## EXTRACTED ENTRIES
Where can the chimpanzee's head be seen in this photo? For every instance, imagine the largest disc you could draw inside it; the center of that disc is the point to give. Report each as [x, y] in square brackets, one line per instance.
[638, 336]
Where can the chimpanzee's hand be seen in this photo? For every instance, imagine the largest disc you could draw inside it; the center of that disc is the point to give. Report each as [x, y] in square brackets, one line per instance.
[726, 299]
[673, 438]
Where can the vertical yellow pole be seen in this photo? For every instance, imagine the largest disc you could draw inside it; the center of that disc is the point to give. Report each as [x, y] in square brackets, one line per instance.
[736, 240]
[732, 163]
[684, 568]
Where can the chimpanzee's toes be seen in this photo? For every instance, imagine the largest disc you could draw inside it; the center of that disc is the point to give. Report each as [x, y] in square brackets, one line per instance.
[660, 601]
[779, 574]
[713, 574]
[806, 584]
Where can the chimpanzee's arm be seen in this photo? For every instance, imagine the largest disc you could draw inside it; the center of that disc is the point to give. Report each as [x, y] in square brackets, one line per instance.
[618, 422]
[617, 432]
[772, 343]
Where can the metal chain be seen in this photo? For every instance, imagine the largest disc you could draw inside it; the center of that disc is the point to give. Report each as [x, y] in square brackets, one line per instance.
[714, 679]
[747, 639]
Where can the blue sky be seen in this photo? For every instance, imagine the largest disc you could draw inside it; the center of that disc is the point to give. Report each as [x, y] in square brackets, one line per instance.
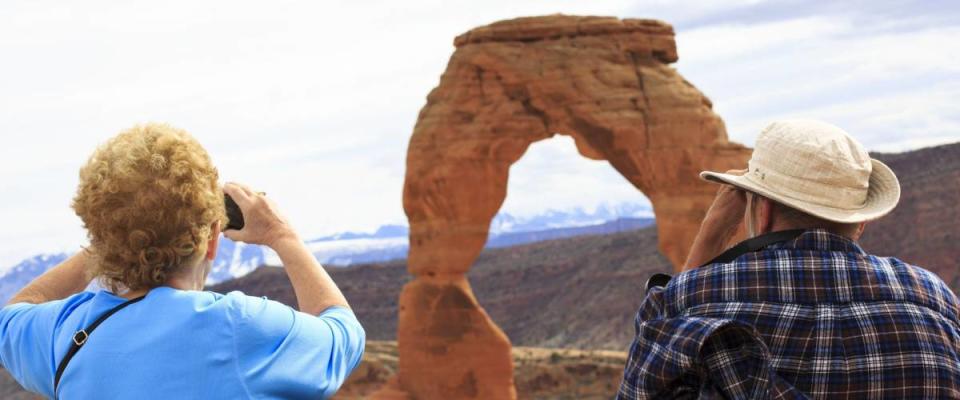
[314, 102]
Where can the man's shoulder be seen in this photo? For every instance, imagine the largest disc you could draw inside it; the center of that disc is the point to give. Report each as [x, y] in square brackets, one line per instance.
[809, 278]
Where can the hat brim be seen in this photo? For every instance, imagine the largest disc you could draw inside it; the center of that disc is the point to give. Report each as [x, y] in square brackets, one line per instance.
[883, 194]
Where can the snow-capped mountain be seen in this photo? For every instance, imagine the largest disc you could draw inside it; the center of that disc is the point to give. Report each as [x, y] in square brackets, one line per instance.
[19, 275]
[389, 242]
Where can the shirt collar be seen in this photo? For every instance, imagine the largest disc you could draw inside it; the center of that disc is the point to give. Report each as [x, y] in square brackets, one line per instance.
[820, 240]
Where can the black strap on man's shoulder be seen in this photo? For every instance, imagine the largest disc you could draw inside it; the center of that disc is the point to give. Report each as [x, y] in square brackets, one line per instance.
[81, 336]
[755, 244]
[744, 247]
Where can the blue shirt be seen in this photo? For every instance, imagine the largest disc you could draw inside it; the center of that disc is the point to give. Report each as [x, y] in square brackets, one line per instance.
[179, 344]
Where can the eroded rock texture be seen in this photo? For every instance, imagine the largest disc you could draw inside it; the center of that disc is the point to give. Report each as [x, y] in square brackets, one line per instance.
[604, 81]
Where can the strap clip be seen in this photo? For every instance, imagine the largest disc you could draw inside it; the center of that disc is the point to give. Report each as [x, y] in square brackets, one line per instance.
[80, 337]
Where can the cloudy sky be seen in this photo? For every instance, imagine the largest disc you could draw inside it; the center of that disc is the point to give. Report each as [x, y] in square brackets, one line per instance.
[314, 102]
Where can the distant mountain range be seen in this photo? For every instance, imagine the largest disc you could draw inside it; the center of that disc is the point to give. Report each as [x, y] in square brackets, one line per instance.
[389, 242]
[583, 292]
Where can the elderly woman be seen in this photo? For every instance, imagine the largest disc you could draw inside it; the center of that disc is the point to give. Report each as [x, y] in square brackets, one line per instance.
[153, 210]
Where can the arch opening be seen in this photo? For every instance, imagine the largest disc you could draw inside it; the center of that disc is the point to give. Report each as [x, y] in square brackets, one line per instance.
[605, 82]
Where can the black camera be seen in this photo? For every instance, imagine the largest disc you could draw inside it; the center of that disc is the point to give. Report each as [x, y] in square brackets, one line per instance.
[234, 215]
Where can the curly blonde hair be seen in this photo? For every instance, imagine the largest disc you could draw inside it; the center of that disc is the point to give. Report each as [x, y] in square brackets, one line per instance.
[148, 198]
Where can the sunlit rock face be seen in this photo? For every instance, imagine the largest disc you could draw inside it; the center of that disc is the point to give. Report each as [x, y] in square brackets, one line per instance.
[605, 82]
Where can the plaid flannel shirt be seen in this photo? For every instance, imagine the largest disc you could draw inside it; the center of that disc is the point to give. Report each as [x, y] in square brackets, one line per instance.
[813, 317]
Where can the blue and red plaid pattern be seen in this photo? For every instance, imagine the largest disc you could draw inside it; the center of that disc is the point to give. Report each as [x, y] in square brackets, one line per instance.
[814, 317]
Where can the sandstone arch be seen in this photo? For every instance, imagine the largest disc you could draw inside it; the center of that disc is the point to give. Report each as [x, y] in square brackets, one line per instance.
[607, 83]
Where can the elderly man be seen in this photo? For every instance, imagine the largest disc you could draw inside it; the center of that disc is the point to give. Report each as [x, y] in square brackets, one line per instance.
[153, 209]
[798, 310]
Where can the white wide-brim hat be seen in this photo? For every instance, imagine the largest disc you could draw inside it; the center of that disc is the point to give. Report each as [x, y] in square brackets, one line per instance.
[819, 169]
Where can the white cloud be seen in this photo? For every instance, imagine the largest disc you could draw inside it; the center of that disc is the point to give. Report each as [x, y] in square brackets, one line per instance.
[314, 102]
[552, 174]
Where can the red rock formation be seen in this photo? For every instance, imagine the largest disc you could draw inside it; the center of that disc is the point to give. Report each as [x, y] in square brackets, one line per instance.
[604, 81]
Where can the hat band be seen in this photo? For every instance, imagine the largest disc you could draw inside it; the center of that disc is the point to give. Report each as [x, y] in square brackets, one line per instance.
[808, 190]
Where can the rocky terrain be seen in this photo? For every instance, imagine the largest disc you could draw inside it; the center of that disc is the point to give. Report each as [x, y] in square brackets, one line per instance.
[557, 293]
[579, 292]
[582, 292]
[604, 81]
[539, 373]
[924, 229]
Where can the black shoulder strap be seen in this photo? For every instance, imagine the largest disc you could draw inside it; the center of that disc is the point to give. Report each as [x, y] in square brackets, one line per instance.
[81, 336]
[755, 244]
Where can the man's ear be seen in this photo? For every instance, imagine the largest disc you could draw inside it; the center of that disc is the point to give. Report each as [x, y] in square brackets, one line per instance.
[856, 236]
[764, 215]
[214, 241]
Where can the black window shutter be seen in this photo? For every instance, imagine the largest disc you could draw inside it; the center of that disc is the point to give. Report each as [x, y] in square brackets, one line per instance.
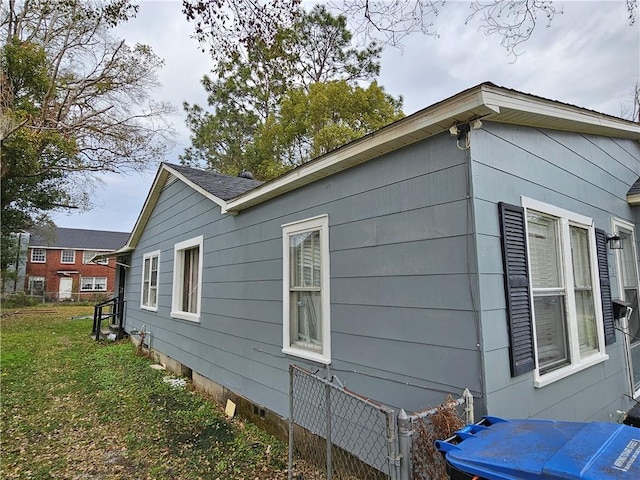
[516, 276]
[605, 287]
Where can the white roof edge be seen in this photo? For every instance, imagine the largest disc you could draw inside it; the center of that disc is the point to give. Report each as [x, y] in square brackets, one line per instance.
[511, 99]
[156, 187]
[490, 99]
[218, 201]
[415, 124]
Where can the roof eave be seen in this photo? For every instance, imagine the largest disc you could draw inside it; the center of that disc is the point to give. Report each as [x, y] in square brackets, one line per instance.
[485, 101]
[414, 128]
[152, 198]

## EXERCISE INSTRUCTIONS
Copy all of the records above word for word, leaving out the pictures.

## THE RESULT
Where can the chimpanzee's head be seen in this photo? For every instance, imagine the largest disc you could draw inside it; the center of that disc is the point to give. Report each as [x, y] in square brackets, one line per instance.
[638, 336]
Where can the chimpanzee's hand be seen in this photo? For every instance, imagine the largest disc you could draw inside it; the center of that disc is the point to give. Report each as [x, y] in square brackets, one line per instance.
[726, 299]
[673, 438]
Where can the vertical yellow pole be seen in this photo? For every instance, imagine the largest disc you could draw inside it; the center of that disc is the point to give. Report each as [x, y] in square brackets, one line per instance.
[736, 240]
[732, 163]
[684, 568]
Where can the chimpanzee's toes be seen in this photo? For every instance, imagine the largest disc you could draw inside it; the center of that disc is the point to give. Report each as [x, y] in square brackets, one line per instance.
[660, 601]
[779, 574]
[713, 574]
[806, 584]
Where can the chimpanzee's arm be seen in this photo? For every instance, imagine the largest disc you could draw inside it; the center of that disc is the point to give. Report each as [x, y] in square brackets, one line per instance.
[618, 422]
[617, 432]
[772, 343]
Where can the metal chain be seen in this photo? For every instance, imagine the largest disc you could draw inside it; the center of that disc is the point to give. Report each as [x, y] in square brackets, one line per instance.
[714, 679]
[747, 639]
Where can the blue sky be seen in this photo? For every instance, imagine the largest disc you could draw inside it; the center of that disc is the point to give. Report each as [x, y] in square brackets, one line per instance.
[314, 102]
Where can the man's shoulder be seen in this photo? For every instance, imagine the largest disc you could draw inside it; the center of that disc is the point to give. Report each as [x, y] in square brackets, one line per instance.
[809, 278]
Where can the hat brim be seen in this photo? For every instance, imagine the largest disc you could draw inside it; the center of that disc is the point to give. Report each as [x, y] in square brackets, one line per instance.
[883, 194]
Where can the snow-capped mountain be seen in this photo? For every instance, imagine the largest disc you could draw inside it; the center of that disc is the point to give. Report each as [x, y] in square brackets, one line per instance.
[19, 275]
[389, 242]
Where can the shirt collar be seen in this photo? For every instance, imagine the largest disc you could draw inside it; the center of that disc is the point to give. Report each as [x, y] in square brackets, one line per instance.
[820, 240]
Where can the black strap on man's shoulder be seen in this photo? For every instance, imagine the largest disc you could draw inside it; the center of that disc is the point to give. Report each as [x, y] in square brackets, one line per instance.
[81, 336]
[755, 244]
[744, 247]
Where can the blue shirt be seen in this photo? For every instance, imagine the largest disc you could draw inside it; the center of that disc is the point to give. Report each as [x, y] in square brackets, one line per instance.
[179, 344]
Where can the eroded rock texture be seen in this photo? For every instance, imagine the largest disc you could draw inside it; the center of that disc is the point to give. Report each as [x, y] in square brackets, one line per instance.
[604, 81]
Where can the strap clip be seen in this photo? For every instance, imagine the largest disc you could draw inside it; the center of that disc is the point to give. Report each as [x, y] in square brackets, one line per instance.
[80, 337]
Where can the cloudy sky be seen in this photo? For every instance, imagine the largest disc you could draw inside it; the center of that disc is the point to give. Report each as [x, y] in square brackets, one line per instance.
[314, 102]
Where can the distant mountain range be seen in this photo? For every instance, imagine the largest disc you could draw inside it; the center of that disc is the point to give. Report each as [x, y] in square brackets, one line per instance.
[389, 242]
[583, 292]
Where can the elderly woman be seen in this photo? For every instance, imagine the largest disc you could draw inside it; the center of that disc is the point to give. Report each as [x, y] in square brackets, one line per instance.
[153, 210]
Where can the arch opening be seen in this photo? For every instance, imagine the largest disc you could draw inside it; the center of that disc is the point to give. Report each as [x, y] in square brackets, one line per instance.
[605, 82]
Where can the black camera be seen in this photo? For every instance, imagine the largest disc you could draw inside it; the center of that disc is the point to give. Report each as [x, y] in square brackets, one line per instance.
[234, 215]
Where can the curly blonde hair be seen in this photo? For every instance, imagine the largest disc you could draw inside it; the center of that disc is the point to give. Report each as [x, y] in square brackets, one line per instance.
[148, 198]
Where can the sunlit rock face be seen in this photo? For every instance, imagine the largest disc you could draw inside it; the center of that disc is the point to give. Report each as [x, y] in square brackets, one line per instance.
[605, 82]
Where can the plaid flannel shirt be seen in this photo? For every instance, imagine the largest disc you could draw inside it; the center of that disc is the point to give. Report each as [x, y] in square brackets, one line per instance.
[813, 317]
Where can the blue and red plaid pattern be seen in this photo? For every instance, imagine the largest disc you could draw inside it; the center of that disc is the point to give. Report each as [x, y] in square brackets, one line per instance.
[814, 317]
Where can the sandstone arch be seen in this photo? For every instance, imagine the largest disc you could draw inside it; the center of that disc is the point to give. Report each as [x, y] in square brackets, one line per instance.
[607, 83]
Where can the elderly man be seen in this photo? For every instance, imagine the largest disc you could draw inside it; the center of that disc is the point to give. Report each as [x, y] in square brackets, one line per instance.
[153, 209]
[798, 310]
Where can the white wide-brim hat be seen in this photo? For every instance, imagine the largest disc you could draw inside it; the center of that disc is the point to give. Report each as [x, y] in square brackets, one line per instance.
[819, 169]
Where can the white cloud be seen in this photo? For every instance, imagine the largest disc you could draw inside it; the center of that disc is the point to give. Report each as [x, y] in square brackets, one line per instance.
[314, 102]
[552, 174]
Where can the red rock formation be seen in this photo? For every instance, imagine the largest disc you could draw inside it; the center of that disc is the point to give. Report each as [x, y] in square brackets, one line per instance.
[604, 81]
Where can the hat band be seen in this photo? For every instance, imagine the largest disc you could draw inside it; the center of that disc is the point to give. Report each as [x, y] in square brackets, one line per instance.
[808, 190]
Where can the rocky terrain be seen in this photo? For every instance, imagine the largest disc you could draw inside it; the center of that disc is the point to give. Report each as [x, y] in square brackets, one line per instance.
[557, 293]
[579, 292]
[582, 292]
[604, 81]
[539, 373]
[924, 229]
Where can the black shoulder strap be seen in this photo? For every instance, imagine the largest disc you could draw inside it; the center of that disc is the point to give. Report each as [x, y] in square brackets, one line per instance.
[81, 336]
[755, 244]
Where can the man's ear be seen in this photo? For every instance, imagine the largest disc you could draw inside it; the center of that disc is the point to give. Report each as [x, y] in square brackets, one line per instance.
[856, 236]
[764, 215]
[214, 241]
Where can the black window shutter be seen in this photo? For every instance, imagine the largest disc you could draw inside it; the center of that disc is the point to give. Report each as [x, y] in square brackets, one line per instance.
[516, 276]
[605, 287]
Where can the white roof edge be seen in this photo? For every instance, imagine the largest disc you could draw inside it; the center of that disc is the point to give. Report each as [x, y] in square brackets, one line per instance.
[511, 99]
[156, 187]
[490, 99]
[218, 201]
[415, 124]
Where can the roof eave be seen in this photo? For every instance, imagine the largest disc you could draw inside it; the center of that disc is the point to give. Report each as [x, y] in square brackets, one line per instance.
[485, 101]
[414, 128]
[152, 198]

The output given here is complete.